Task details:
Every entry should be repeated exactly. Omit the pictures.
### Provided data
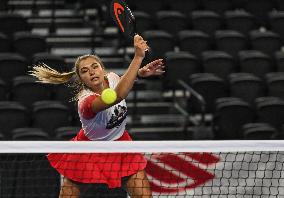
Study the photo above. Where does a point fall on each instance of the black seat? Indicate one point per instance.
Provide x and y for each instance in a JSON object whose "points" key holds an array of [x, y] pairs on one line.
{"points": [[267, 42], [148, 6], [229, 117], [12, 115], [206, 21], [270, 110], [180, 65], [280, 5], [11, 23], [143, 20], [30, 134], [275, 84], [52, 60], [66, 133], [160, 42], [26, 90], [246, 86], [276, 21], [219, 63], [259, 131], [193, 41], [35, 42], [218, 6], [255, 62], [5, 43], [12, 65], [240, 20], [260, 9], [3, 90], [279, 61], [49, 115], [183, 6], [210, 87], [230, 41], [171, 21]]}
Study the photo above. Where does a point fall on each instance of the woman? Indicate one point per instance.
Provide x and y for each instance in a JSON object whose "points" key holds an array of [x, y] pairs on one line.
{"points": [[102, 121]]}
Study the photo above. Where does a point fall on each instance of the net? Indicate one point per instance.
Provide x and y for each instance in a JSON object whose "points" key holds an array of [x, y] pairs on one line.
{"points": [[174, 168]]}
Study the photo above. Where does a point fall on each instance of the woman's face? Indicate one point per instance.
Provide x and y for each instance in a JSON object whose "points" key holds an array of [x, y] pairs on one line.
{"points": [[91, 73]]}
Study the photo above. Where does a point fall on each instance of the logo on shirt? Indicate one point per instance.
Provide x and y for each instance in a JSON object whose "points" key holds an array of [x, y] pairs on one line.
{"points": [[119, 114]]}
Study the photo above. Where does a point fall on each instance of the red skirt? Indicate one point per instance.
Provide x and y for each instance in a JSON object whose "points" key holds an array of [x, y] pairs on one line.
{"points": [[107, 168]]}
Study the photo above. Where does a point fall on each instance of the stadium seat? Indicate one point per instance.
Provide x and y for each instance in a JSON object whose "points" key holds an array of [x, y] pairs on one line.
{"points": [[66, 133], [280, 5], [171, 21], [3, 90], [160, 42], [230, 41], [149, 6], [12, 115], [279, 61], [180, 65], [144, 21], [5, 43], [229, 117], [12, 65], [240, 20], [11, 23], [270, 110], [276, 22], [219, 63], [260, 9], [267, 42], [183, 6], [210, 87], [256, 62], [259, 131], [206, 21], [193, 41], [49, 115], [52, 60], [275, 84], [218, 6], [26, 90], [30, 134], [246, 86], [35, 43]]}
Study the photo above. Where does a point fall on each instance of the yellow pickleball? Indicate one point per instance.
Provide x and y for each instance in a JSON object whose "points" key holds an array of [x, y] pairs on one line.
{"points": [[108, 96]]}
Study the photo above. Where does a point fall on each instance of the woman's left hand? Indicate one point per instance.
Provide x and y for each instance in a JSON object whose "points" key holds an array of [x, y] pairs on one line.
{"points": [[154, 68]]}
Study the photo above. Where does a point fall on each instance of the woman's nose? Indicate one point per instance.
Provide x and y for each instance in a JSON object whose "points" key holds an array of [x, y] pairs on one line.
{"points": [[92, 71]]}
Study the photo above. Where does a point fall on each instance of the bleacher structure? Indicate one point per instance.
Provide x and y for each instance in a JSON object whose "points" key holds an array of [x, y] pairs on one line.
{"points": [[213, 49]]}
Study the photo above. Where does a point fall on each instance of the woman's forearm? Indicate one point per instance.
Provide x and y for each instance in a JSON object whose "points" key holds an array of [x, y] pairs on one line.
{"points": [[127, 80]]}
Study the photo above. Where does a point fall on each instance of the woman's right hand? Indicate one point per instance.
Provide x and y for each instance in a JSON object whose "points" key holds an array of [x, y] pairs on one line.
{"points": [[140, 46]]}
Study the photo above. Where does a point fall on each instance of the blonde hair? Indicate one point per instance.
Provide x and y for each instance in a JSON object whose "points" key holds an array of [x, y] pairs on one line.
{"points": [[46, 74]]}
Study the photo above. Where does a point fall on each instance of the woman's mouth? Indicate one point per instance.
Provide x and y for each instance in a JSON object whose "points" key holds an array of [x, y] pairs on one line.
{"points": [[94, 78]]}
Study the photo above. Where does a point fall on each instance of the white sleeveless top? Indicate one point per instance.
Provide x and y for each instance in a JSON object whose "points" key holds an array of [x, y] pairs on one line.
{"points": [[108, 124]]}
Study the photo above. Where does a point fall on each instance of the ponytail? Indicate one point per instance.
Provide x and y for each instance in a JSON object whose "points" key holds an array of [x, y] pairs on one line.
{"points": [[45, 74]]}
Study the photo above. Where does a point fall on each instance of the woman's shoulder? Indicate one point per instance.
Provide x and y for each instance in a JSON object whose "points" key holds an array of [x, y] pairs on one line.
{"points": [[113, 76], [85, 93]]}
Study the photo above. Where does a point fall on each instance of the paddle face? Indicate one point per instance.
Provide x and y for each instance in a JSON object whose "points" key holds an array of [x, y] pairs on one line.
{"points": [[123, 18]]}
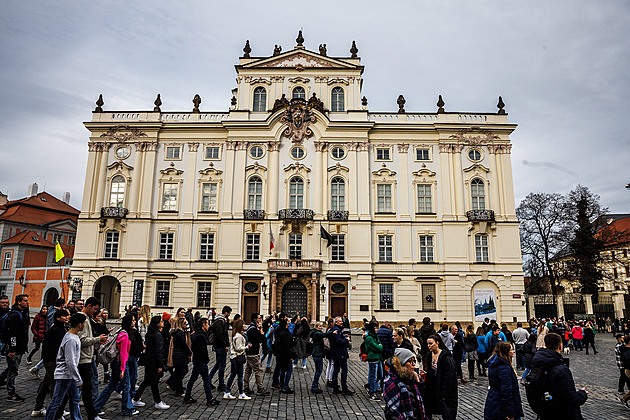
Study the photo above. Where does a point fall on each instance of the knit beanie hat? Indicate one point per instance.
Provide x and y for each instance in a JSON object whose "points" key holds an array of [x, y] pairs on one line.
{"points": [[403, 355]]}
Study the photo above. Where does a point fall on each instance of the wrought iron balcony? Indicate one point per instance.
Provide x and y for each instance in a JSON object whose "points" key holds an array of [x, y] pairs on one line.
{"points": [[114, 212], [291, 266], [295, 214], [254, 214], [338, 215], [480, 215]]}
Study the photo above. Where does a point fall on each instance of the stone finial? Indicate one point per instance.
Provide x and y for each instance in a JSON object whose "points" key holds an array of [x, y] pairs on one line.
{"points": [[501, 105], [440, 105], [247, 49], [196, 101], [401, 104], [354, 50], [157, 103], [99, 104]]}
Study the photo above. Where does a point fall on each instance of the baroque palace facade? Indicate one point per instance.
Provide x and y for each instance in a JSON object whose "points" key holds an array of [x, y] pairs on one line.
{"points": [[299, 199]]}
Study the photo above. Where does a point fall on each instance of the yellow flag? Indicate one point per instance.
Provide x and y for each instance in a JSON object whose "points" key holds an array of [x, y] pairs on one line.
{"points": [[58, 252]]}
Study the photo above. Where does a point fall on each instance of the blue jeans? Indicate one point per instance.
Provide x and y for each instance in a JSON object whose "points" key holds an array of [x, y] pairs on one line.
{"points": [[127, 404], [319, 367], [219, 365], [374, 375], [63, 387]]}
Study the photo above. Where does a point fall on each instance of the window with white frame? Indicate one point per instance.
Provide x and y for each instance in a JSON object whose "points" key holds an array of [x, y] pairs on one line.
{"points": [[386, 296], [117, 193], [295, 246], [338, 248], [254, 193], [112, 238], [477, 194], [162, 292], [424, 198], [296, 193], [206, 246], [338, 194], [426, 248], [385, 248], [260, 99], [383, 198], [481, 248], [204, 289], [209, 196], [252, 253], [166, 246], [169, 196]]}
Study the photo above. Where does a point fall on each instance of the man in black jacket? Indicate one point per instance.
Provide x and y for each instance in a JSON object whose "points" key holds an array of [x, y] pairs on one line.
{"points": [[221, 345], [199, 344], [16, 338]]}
######
Reply to the task:
Study the photo above. Where does a point fall on each instance of the black seat? Indicate one point per instance.
Provide x and y for each instance in a JSON object whose "points" key holds an array of [x, y] pairs on one line.
{"points": [[267, 42], [148, 6], [229, 117], [12, 115], [206, 21], [270, 110], [180, 65], [280, 5], [11, 23], [143, 20], [30, 134], [275, 84], [52, 60], [66, 133], [160, 42], [26, 90], [246, 86], [276, 21], [219, 63], [259, 131], [193, 41], [35, 42], [218, 6], [255, 62], [5, 43], [12, 65], [240, 20], [260, 9], [3, 90], [279, 61], [49, 115], [183, 6], [210, 87], [230, 41], [171, 21]]}
Study the photo above. Where does a point fall on each instance of the woman? Indicate one point per instance.
Provide x and y for each instance in a JSON object whose "points" key holds an array of [x, y] pairs on one line.
{"points": [[102, 121]]}
Study the photo above. Where does a point fall on each instance of the net? Indicate one point per instance.
Provide x and y for each instance in a JSON object whose "points" key holds an array of [x, y] pairs on one line.
{"points": [[174, 168]]}
Study the photo above. Where does a point fall on each instance of the woman's face? Indicate one point per instance.
Provide x and y for each instance in a JSON object whose "points" key holds an array of [x, y] pairs on one line.
{"points": [[91, 73]]}
Study the photo above. Where does a point fall on each instance of the logo on shirt? Indicate one point per instance.
Provide x and y for each instance in a JSON object whose "points" key holds an array of [x, y] pairs on one line.
{"points": [[119, 114]]}
Study the photo above. Where does a point fall on each instance of the red skirt? Indicate one point per instance.
Provide x and y for each instance in a JSON object whose "points" key holds an array of [x, y] pairs on one line.
{"points": [[107, 168]]}
Study the photo above. Where does a point fall on each instance of the stadium seat? Indicate one point per instance.
Provide x and y for each instance in a JSON object whose "points" key holds an array of [x, y] pairs on one line.
{"points": [[66, 133], [280, 5], [171, 21], [3, 90], [160, 42], [230, 41], [149, 6], [12, 115], [279, 61], [180, 65], [144, 21], [5, 43], [229, 117], [12, 65], [240, 20], [11, 23], [270, 110], [276, 22], [219, 63], [260, 9], [267, 42], [183, 6], [210, 87], [256, 62], [259, 131], [206, 21], [193, 41], [49, 115], [52, 60], [275, 84], [218, 6], [26, 90], [30, 134], [246, 86], [35, 43]]}
Study the photo above. Where does a point fall on each instance of the yellow pickleball? Indicate one point per instance.
Provide x and y for each instance in a JSON object whose "points" key holds an array of [x, y] pairs on one line.
{"points": [[108, 96]]}
Study the photo above. Where does a point fall on each instance of the woman's left hand? Indicate one point per instance.
Provide x and y for each instance in a JSON object whose "points" key holds an array of [x, y] pairs on one line.
{"points": [[154, 68]]}
Study the photo above. Where does a point fall on each instance of the woman's nose? Indicate one point per instance.
Provide x and y for each instance in a JSON object whose "points" key holds an array of [x, y] pairs on one line.
{"points": [[92, 71]]}
Study the photo above. Where does a point fall on each instance of the bleacher structure? Indicate one point per instance.
Provide x and y for each instance in a JSON object whose "points" key holds an array of [x, y] pairs on one line.
{"points": [[213, 49]]}
Study the photo above. Where does a point fall on each instance of the woman's forearm? Indicate one point per instance.
Provide x and y for each instance in a JSON object whose "points" key holds an array of [x, y] pairs on one line.
{"points": [[127, 80]]}
Study the photo above. Where does a point fall on each instance of the woman's right hand? Indicate one point per instance.
Provide x and y for each instance in a JSON object whose "points" key holds an array of [x, y] pairs on one line.
{"points": [[140, 46]]}
Study the photo above. Where does a point fall on each instance of the blonde hair? Indicate one point per instance.
Provide x and y for each instance in a JSON object whose "points" key holds an array of [x, y] pairs on one line.
{"points": [[46, 74]]}
Study the photo above. Where does a point fall on each instance of the woman's mouth? Indicate one point per instance.
Provide x and y for each instance in a JSON object whose "points" key holds an array of [x, y] pairs on one line.
{"points": [[94, 78]]}
Study the photo above. Where does a point fall on each instance of the white sleeveless top? Indicate one point per instance.
Provide x and y for each instance in a JSON object whose "points" key holds an array of [x, y] pairs on one line.
{"points": [[108, 124]]}
Study the photo above. Where does a point fall on each instance of the ponytail? Indicate one point per instance.
Provide x and y for each instance in a JSON object whose "points" key holds an array of [x, y] pairs on one line.
{"points": [[45, 74]]}
Study the photo above. Where does a point fall on each instance of the woman's shoulder? Indicate one point per instance.
Provide x and y for each instance in a JSON object whose "points" key holds an array of [x, y] pairs on one line.
{"points": [[113, 76], [85, 93]]}
Study the photo above. Where does a point fall on each instance of the paddle face? Indicate one point per instance.
Provide x and y for each instance in a JSON object whose "points" key holds an array of [x, y] pairs on one line.
{"points": [[123, 18]]}
Study the photo above. Where does a point fall on each instance of the knit beanie hat? Indicate one point per instance.
Provide x and y for each instance in a JSON object whose "points" key holds an array of [x, y] pairs on one line.
{"points": [[403, 355]]}
Study the photo above. Where does a point fall on each instance of the wrought iron balcony? Indicate one point per instance.
Provide x and y for each instance in a JSON object whose "points" key holds an array of [x, y] pairs on one line.
{"points": [[114, 212], [291, 266], [295, 214], [254, 214], [338, 215], [480, 215]]}
Study the photo above. Where does a point fall on each instance of the stone finial? Indicate one point per instance.
Provide x and y for each instance in a JSON object whose "points" key holds an array of [x, y] pairs on one line.
{"points": [[501, 105], [440, 105], [247, 49], [196, 101], [401, 104], [354, 50], [157, 103], [99, 104]]}
Study the photo above. Where does a point fall on each instance of the baroque palace facade? Indicate one point per instance.
Provide x and y for each instance in a JSON object whose "points" key holds an array of [x, y] pairs on one line.
{"points": [[299, 199]]}
Study the photo above. Where does a point fall on each instance of the yellow flag? Indicate one point per instance.
Provide x and y for each instance in a JSON object whose "points" key holds an array of [x, y] pairs on one line.
{"points": [[58, 252]]}
Study the photo above. Where does a point fall on each instance of the blue jeans? Indicate one point per instance.
Provide x and y for each instance in a JSON object whose "points" key holds an array of [x, y] pairs on one line.
{"points": [[127, 404], [319, 367], [219, 365], [374, 375], [63, 387]]}
Study the photo above. Where does a point fall on each instance of the window with white frame? Indicate one point per instance.
Provide x and y for each instance in a JSON object whose "points" key holds an array of [x, y] pairs on one line.
{"points": [[386, 296], [117, 193], [295, 246], [338, 248], [254, 193], [112, 238], [477, 194], [162, 292], [424, 198], [296, 193], [206, 246], [338, 194], [426, 248], [385, 248], [260, 99], [383, 198], [481, 248], [204, 289], [209, 196], [252, 253], [166, 246], [169, 196]]}
Study the photo above. Where does a point fall on each instance of the man in black jacket? Indicate one point per instance.
Provide x and y for each instance in a JSON object whose "points" key holds an array of [x, y] pairs on one line.
{"points": [[221, 345], [199, 344], [16, 338]]}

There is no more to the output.